Data for processing
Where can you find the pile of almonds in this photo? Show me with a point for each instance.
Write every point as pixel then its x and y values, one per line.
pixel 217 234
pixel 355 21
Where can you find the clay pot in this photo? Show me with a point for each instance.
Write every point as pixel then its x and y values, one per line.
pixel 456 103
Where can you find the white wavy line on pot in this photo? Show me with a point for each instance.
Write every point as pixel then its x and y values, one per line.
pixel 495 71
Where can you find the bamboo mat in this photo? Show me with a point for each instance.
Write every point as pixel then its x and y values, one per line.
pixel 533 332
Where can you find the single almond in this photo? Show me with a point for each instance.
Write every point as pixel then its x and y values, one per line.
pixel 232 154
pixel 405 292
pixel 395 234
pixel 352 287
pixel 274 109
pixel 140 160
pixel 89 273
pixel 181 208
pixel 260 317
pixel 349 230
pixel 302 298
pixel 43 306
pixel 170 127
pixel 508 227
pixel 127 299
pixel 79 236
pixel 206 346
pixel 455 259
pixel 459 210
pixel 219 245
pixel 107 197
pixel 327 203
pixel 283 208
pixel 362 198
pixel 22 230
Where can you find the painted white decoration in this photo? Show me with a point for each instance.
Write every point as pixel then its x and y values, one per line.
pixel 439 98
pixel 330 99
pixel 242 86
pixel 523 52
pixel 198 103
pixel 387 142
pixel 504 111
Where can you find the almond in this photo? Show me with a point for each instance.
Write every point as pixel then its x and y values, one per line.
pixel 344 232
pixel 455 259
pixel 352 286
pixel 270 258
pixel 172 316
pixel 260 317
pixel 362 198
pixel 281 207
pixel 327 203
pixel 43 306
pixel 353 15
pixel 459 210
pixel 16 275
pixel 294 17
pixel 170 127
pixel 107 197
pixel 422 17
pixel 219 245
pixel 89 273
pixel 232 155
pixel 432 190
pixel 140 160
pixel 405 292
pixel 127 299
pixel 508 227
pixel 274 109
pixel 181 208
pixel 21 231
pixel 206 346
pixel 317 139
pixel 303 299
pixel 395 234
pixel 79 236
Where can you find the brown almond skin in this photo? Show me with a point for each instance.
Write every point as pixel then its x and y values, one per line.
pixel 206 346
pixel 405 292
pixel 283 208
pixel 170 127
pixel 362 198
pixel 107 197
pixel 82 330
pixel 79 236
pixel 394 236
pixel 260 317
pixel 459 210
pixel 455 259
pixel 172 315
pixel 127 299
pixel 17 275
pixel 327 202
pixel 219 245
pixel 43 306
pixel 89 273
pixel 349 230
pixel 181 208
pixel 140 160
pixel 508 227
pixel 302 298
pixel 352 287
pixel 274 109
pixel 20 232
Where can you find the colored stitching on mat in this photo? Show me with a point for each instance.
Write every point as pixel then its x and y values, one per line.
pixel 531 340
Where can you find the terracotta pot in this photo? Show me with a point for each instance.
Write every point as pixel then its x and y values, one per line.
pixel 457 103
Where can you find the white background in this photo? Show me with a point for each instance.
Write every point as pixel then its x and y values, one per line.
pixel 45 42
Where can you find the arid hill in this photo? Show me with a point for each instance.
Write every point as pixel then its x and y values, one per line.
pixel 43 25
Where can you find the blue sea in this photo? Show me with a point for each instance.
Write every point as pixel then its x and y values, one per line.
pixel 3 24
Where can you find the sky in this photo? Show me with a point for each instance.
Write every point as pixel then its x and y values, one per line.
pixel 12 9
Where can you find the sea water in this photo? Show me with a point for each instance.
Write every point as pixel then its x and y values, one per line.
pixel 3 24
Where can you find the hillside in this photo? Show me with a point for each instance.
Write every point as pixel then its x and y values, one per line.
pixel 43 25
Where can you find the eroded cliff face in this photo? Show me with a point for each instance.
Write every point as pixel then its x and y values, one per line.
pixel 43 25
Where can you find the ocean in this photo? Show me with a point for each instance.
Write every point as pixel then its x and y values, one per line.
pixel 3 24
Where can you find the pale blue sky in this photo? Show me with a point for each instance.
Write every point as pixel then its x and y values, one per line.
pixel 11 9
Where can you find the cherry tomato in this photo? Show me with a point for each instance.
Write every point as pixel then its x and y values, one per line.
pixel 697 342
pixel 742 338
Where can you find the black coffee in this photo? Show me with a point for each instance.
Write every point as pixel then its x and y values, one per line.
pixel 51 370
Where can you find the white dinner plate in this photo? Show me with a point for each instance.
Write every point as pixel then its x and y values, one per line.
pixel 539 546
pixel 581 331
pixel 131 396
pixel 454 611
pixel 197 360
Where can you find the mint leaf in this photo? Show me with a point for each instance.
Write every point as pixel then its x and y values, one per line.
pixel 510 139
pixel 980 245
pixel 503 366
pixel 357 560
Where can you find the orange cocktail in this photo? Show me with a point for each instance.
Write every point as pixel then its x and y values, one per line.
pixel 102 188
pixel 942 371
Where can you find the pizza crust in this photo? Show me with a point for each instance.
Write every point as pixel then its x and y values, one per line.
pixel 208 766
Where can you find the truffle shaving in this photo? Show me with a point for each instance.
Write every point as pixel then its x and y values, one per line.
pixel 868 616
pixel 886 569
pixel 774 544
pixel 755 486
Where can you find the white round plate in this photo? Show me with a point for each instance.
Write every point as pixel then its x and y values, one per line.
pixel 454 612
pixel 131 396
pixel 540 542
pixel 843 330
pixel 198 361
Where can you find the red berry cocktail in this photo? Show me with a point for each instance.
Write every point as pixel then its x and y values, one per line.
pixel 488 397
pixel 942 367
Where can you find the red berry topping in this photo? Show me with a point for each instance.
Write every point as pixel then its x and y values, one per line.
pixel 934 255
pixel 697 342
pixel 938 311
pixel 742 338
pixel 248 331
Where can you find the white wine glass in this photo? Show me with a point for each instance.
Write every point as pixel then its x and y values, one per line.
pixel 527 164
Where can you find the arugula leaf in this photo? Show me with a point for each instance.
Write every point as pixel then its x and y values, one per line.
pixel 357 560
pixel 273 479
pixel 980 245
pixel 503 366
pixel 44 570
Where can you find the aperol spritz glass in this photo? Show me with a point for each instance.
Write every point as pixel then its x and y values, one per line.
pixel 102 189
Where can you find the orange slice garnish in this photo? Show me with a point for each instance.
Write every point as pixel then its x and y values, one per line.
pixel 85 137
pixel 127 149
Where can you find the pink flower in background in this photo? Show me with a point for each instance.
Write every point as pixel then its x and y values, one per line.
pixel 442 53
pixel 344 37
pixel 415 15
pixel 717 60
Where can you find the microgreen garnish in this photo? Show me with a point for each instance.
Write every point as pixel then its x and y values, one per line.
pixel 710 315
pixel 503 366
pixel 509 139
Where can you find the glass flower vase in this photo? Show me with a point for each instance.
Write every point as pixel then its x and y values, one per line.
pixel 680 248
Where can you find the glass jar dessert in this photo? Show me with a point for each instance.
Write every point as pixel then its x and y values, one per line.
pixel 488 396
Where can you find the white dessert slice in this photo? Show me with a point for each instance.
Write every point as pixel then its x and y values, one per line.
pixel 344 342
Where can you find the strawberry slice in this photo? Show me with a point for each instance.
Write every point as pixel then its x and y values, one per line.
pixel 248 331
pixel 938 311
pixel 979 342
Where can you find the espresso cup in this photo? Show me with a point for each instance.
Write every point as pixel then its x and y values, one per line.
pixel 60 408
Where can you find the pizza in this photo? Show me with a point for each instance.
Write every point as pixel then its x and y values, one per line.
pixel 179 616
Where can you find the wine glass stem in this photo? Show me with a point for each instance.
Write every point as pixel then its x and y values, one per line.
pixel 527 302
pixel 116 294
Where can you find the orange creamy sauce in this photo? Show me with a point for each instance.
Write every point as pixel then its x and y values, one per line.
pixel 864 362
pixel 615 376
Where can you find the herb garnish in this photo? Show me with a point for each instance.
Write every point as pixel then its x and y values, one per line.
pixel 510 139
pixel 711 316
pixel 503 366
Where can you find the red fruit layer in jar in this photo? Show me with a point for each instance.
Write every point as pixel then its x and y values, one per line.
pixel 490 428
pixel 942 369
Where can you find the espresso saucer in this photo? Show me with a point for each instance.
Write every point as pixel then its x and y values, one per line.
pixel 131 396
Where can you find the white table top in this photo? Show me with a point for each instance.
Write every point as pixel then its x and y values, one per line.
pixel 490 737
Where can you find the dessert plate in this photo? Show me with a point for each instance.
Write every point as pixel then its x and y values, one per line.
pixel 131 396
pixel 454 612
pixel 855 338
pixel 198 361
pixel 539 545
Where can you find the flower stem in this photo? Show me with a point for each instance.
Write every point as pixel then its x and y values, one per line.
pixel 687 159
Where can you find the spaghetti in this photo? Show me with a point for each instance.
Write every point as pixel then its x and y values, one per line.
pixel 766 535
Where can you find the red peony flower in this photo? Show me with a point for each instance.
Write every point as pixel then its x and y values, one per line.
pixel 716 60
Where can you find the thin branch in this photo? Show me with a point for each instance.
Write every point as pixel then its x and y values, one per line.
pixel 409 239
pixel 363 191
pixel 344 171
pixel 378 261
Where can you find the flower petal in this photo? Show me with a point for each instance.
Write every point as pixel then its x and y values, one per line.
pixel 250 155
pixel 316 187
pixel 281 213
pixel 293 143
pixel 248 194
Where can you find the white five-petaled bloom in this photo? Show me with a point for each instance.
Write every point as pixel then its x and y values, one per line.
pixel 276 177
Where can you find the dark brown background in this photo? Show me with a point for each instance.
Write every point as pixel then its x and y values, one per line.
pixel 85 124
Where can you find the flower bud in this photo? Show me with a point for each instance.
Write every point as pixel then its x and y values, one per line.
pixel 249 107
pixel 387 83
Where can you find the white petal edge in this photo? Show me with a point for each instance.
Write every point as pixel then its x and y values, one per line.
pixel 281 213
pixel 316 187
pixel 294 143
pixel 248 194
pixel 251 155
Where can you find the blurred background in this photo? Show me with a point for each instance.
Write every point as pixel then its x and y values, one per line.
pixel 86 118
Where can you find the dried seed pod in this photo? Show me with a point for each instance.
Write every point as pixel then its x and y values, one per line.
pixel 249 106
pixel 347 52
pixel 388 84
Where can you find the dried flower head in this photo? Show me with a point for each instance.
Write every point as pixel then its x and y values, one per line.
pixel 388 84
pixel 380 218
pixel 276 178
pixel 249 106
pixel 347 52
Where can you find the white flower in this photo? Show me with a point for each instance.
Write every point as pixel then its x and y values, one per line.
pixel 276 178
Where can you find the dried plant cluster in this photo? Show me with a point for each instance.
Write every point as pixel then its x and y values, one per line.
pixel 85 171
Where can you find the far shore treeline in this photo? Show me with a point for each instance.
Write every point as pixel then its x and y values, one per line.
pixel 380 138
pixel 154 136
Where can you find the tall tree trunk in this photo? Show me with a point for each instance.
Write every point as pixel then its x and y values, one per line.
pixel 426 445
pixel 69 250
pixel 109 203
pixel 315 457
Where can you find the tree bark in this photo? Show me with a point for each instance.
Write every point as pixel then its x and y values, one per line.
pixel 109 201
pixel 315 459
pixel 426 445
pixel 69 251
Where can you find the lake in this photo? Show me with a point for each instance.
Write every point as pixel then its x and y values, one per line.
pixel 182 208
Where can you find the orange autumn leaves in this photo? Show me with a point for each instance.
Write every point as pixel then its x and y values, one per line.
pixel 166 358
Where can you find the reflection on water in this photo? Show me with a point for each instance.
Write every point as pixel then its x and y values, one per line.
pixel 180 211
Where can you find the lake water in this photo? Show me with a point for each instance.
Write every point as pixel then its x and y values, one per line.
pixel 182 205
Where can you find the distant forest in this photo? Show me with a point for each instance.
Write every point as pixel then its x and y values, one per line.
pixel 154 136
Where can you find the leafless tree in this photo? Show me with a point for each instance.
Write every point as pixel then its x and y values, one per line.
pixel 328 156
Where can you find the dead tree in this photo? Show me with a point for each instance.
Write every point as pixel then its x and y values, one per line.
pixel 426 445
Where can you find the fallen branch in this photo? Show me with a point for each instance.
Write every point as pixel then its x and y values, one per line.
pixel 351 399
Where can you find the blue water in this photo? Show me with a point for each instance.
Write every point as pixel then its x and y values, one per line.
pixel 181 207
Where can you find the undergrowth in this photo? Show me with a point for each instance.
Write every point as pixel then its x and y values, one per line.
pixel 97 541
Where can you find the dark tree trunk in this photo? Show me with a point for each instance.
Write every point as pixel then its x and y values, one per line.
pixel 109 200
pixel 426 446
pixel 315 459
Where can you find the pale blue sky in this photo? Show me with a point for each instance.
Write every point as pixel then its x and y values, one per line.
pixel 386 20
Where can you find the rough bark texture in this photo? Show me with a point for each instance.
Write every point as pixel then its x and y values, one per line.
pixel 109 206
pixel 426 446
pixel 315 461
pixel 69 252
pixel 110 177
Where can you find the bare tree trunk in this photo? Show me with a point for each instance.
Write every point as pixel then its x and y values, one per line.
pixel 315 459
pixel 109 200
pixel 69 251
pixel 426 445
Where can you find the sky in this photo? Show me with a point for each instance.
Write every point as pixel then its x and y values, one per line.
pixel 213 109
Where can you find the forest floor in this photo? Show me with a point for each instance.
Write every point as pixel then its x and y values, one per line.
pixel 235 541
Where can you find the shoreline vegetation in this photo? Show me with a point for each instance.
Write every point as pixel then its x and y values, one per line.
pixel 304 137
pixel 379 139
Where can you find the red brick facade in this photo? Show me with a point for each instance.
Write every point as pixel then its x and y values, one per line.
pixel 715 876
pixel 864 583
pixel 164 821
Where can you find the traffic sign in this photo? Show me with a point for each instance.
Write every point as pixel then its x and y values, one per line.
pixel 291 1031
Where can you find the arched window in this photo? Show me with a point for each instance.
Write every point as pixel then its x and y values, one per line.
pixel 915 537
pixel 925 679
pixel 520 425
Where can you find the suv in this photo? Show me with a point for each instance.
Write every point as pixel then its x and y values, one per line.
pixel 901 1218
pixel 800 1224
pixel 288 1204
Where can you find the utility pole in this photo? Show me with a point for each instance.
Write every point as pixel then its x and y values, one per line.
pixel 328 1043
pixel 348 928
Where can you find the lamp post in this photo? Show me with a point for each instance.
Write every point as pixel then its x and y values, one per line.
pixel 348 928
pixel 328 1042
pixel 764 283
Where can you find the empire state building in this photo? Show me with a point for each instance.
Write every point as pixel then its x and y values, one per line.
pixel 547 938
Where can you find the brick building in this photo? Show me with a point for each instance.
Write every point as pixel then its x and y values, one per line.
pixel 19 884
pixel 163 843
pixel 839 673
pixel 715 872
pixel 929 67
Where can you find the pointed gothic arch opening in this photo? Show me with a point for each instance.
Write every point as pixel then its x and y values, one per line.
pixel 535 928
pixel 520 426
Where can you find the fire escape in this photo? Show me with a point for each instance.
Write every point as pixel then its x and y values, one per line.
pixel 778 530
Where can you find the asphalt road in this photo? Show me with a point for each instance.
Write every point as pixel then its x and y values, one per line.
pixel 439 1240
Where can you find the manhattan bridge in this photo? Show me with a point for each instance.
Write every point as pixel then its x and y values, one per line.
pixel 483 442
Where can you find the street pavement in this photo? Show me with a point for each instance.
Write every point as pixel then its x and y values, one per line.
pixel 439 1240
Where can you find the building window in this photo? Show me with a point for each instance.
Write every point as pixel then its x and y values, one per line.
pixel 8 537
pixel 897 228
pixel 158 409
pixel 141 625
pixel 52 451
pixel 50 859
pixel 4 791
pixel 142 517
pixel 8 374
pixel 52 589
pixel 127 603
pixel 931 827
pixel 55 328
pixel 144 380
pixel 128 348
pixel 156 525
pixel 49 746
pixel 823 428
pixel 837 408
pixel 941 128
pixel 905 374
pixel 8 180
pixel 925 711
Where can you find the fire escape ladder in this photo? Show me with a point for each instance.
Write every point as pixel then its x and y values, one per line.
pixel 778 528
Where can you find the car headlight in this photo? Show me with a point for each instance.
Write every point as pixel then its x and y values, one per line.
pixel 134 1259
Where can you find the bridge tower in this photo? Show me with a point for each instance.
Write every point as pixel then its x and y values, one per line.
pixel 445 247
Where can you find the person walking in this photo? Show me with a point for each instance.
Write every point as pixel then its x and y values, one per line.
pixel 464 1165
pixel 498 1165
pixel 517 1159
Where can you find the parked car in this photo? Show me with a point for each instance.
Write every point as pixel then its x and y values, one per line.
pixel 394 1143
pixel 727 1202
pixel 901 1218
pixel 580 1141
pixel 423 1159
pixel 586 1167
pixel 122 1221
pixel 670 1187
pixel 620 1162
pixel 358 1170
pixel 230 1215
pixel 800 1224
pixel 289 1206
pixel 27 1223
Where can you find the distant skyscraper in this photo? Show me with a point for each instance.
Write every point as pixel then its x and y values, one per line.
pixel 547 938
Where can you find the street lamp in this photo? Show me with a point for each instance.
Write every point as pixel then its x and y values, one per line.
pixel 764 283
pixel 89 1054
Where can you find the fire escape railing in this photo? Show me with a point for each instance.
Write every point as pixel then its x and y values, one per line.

Your instructions
Starting with the line that contains "Where can you find the glass jar" and going on through the line that contains "pixel 60 408", put those lines from the rows above into a numbered list, one line per item and with blank lines omitted.

Response to this exercise
1. Where can you find the glass jar dessert in this photo? Show me with a point for each instance.
2. Write every point as pixel then its x and y values, one per line.
3. pixel 488 396
4. Where can you find the white dessert slice in this photo? Show me with a point for each instance.
5. Write every point as pixel then its x and y values, one per line.
6. pixel 344 342
7. Where can you find the strawberry slice in this photo? Show me with a point for each instance.
8. Write every point as pixel then its x and y values, one per line.
9. pixel 248 331
10. pixel 938 311
11. pixel 979 342
12. Where can you find the espresso cup in this photo? Show me with a point for each instance.
13. Write every point as pixel then its x and y values, one per line.
14. pixel 60 408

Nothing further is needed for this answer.